TASK DIRECTIONS
Write each line exactly as it stands, from the line containing "Point to the bus" through the end of the data.
--- begin PROVIDED DATA ---
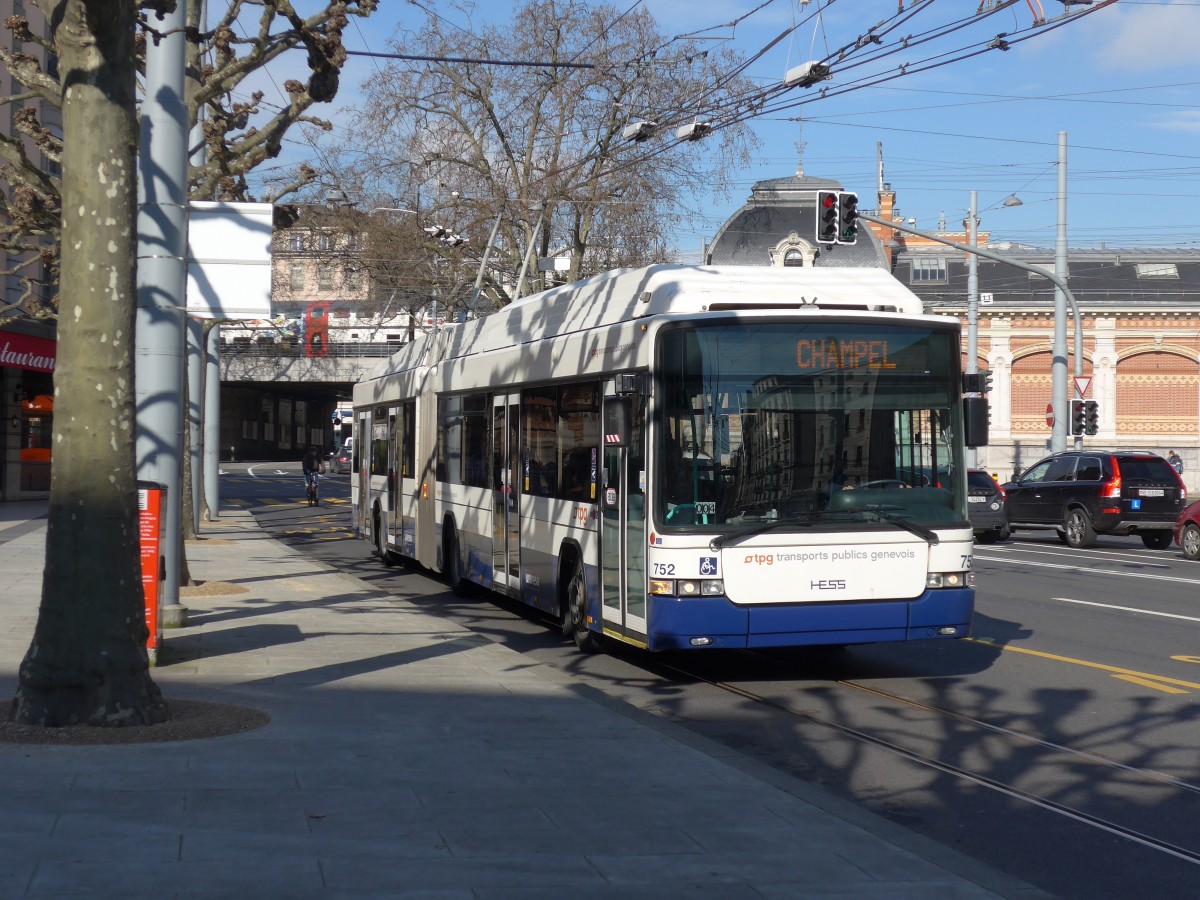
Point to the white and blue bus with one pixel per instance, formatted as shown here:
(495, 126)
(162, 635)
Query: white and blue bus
(685, 457)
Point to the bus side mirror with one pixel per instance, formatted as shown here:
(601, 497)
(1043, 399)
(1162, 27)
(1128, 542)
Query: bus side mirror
(975, 421)
(618, 414)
--- end PROVIDED DATA ---
WRITTEN RESPONSE
Point to the bus side mirror with one pixel per instance, formatted as shown here:
(601, 497)
(1043, 399)
(1162, 27)
(1128, 542)
Query: bus side mirror
(975, 421)
(618, 414)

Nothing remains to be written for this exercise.